**WHAT TO DO**
Below are the records. Restate word for word every line from the one that contains "(957,342) (no space after the comma)." through the final line, both included.

Records from a point labeling set:
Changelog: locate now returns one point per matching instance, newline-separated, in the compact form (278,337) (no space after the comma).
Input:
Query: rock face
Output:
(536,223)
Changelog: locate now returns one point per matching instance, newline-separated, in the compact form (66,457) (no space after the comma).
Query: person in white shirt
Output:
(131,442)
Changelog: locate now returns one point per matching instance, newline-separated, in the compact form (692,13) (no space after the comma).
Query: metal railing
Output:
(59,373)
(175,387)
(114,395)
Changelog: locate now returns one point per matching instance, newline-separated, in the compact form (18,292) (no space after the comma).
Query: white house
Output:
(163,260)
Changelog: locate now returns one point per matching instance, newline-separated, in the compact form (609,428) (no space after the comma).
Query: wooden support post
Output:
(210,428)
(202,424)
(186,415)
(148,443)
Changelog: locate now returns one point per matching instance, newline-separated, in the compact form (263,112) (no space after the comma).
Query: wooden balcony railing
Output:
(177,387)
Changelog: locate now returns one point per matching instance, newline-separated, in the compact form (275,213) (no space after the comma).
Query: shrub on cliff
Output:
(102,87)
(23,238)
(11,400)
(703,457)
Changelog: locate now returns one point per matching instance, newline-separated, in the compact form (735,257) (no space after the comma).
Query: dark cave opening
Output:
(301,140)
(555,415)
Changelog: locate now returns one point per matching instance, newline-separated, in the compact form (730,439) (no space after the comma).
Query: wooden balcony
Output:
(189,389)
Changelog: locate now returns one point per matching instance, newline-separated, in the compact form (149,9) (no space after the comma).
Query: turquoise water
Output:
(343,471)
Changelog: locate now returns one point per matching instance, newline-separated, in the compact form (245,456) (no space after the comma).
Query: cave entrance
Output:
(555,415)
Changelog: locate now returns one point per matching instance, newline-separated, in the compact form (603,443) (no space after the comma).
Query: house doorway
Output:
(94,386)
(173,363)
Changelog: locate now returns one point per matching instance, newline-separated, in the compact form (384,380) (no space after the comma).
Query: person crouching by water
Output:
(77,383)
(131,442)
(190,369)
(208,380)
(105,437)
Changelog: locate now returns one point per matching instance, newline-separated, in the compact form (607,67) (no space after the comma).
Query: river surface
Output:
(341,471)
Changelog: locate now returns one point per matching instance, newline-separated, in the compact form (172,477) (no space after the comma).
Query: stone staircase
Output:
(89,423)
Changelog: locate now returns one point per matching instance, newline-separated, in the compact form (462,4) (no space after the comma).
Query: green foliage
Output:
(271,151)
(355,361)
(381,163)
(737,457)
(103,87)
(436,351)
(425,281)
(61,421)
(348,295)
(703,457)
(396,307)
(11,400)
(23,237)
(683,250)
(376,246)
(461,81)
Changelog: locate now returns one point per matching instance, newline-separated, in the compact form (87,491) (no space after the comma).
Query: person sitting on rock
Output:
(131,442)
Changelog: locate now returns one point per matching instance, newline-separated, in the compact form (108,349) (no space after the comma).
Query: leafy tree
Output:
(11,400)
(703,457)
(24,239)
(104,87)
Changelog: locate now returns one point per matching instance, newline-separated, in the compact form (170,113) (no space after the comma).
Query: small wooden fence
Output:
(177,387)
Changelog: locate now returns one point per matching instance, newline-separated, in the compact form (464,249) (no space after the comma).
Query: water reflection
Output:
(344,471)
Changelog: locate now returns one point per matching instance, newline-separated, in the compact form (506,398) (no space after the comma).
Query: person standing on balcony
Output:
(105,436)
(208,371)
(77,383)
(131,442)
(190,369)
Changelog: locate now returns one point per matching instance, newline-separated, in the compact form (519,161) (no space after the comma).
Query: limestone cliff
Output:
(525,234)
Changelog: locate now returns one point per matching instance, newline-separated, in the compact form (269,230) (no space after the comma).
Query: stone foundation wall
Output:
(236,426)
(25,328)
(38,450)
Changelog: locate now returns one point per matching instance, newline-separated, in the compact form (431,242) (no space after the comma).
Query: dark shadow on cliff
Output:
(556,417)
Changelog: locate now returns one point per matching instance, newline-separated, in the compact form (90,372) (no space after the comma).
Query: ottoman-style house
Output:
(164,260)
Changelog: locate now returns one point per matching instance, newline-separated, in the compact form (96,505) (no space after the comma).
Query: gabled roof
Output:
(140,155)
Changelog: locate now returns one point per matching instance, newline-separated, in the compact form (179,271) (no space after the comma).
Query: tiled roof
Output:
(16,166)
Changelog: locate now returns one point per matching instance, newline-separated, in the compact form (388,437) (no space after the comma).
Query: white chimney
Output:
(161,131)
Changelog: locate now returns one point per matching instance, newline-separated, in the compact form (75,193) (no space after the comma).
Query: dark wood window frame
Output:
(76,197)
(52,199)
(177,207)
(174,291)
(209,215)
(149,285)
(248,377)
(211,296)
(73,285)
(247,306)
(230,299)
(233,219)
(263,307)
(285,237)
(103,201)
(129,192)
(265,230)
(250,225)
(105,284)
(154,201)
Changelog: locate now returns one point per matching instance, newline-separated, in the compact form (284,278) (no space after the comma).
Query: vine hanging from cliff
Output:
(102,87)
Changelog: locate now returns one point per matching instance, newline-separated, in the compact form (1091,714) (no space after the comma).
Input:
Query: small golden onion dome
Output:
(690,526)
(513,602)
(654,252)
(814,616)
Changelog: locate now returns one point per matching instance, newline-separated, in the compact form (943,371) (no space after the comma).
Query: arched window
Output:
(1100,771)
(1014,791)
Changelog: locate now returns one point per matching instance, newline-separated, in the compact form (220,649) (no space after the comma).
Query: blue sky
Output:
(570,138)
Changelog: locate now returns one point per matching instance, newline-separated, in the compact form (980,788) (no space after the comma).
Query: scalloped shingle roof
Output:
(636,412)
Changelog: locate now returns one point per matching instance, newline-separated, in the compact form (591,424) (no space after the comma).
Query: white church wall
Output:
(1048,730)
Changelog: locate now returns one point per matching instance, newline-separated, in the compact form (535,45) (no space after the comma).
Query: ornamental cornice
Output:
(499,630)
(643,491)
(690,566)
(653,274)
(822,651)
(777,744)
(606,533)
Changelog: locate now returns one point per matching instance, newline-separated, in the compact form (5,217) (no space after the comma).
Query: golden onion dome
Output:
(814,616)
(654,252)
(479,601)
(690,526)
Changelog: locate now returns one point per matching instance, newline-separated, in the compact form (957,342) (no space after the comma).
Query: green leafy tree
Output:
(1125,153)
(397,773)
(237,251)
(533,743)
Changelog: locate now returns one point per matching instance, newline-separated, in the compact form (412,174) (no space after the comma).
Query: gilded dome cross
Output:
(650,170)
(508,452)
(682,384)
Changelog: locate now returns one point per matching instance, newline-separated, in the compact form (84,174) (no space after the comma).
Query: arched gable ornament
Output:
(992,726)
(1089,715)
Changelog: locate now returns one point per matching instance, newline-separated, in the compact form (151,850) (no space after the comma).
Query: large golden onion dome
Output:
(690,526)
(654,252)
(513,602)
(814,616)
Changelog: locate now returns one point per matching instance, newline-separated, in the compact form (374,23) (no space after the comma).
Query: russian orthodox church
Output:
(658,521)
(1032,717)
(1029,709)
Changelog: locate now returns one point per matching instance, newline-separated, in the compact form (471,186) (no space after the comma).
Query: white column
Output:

**WORKED ANSWER**
Changelog: locate now returns one point per matching instance, newline-separated, in the compact form (957,342) (no space after the comma).
Query: green leafy tree
Output:
(1125,153)
(397,773)
(237,251)
(533,743)
Changelog: locate now returns one point per matching instance, newline-separated, in the compact form (412,174) (no space after the comma).
Query: gilded dome cross
Output:
(650,170)
(508,452)
(682,384)
Changelog: locate now returns one point per matching instance, newline-separated, in the compact form (84,174) (no space after the comma).
Query: arched gable ornament
Output:
(992,726)
(1089,715)
Changelog: locate now returns one point per matching instance, newline-separated, in the compact form (151,850) (no space after the comma).
Query: large golden onion dome
Output:
(690,526)
(654,252)
(513,602)
(814,616)
Changelog: locate now returns one point per matching instance, newline-separated, in the compact form (374,23) (no space after the comma).
Query: russian orthodox church
Output:
(658,521)
(1032,717)
(1029,709)
Changelog: locate now returns one point per matching instance, newline-separated, in the compact form (471,186) (no space after the comma).
Query: white column
Output:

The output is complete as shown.